**WHAT THE EXERCISE ASKS:**
Show every line below that contains the word "grass", copying each one in full.

**DATA FOR PROCESSING:**
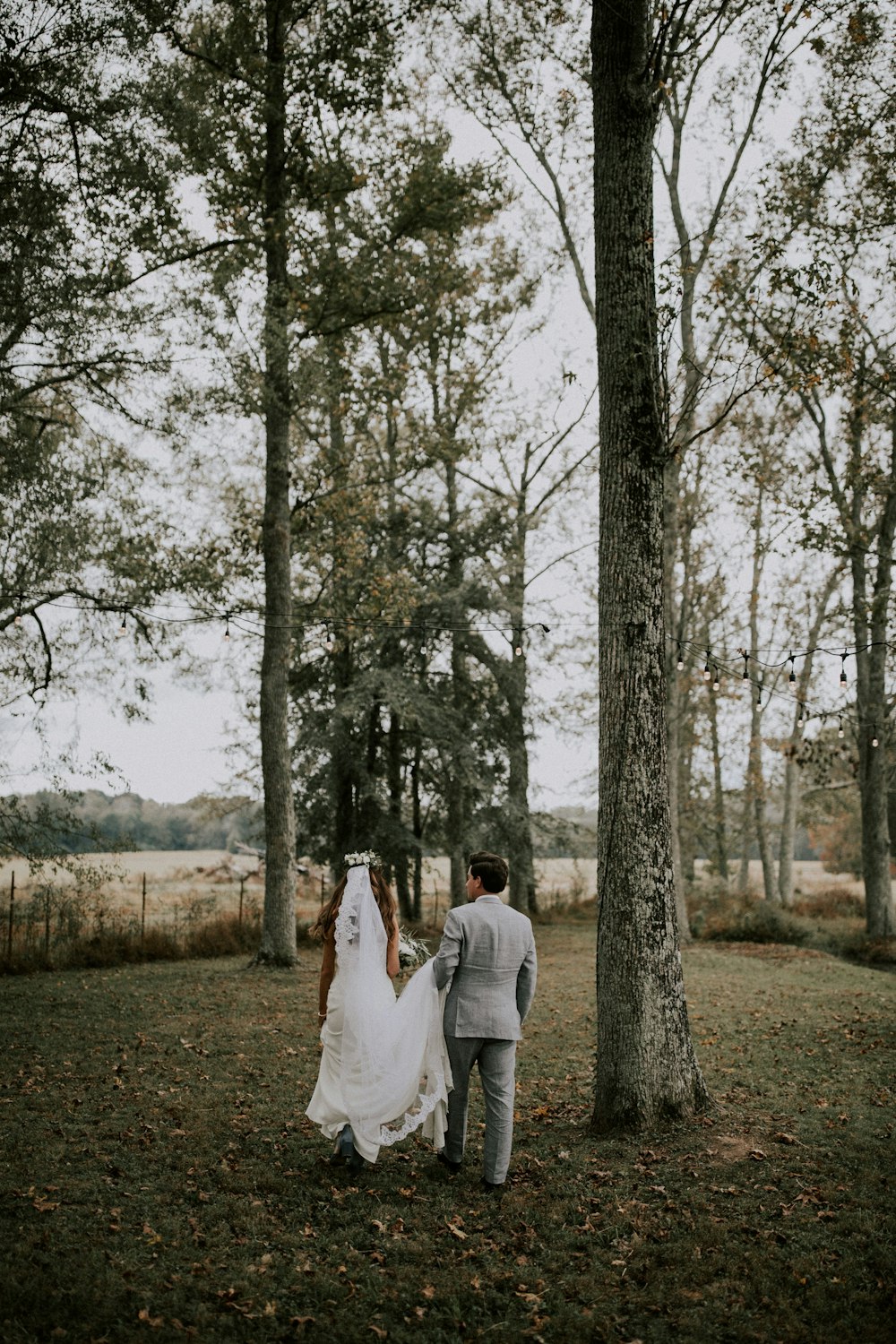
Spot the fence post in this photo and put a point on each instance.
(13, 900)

==

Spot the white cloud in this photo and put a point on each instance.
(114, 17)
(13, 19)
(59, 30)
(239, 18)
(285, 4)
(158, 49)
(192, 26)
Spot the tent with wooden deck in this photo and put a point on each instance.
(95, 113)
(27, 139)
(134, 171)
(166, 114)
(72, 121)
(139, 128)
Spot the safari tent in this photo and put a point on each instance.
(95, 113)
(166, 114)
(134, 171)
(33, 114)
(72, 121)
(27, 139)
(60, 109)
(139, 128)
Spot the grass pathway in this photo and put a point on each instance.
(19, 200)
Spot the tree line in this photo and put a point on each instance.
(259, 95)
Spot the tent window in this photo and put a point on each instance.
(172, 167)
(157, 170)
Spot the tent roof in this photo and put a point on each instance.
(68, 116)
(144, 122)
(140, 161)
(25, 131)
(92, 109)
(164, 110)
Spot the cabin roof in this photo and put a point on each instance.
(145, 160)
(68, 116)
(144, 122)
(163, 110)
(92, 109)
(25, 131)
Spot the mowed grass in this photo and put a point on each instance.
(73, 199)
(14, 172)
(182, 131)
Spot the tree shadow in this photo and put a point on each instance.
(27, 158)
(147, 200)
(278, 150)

**REPLY TO THE EXERCISE:**
Spot the grass pathway in this photo and put a point on each instance.
Spot the mowed grass in this photo and put a point on each instance.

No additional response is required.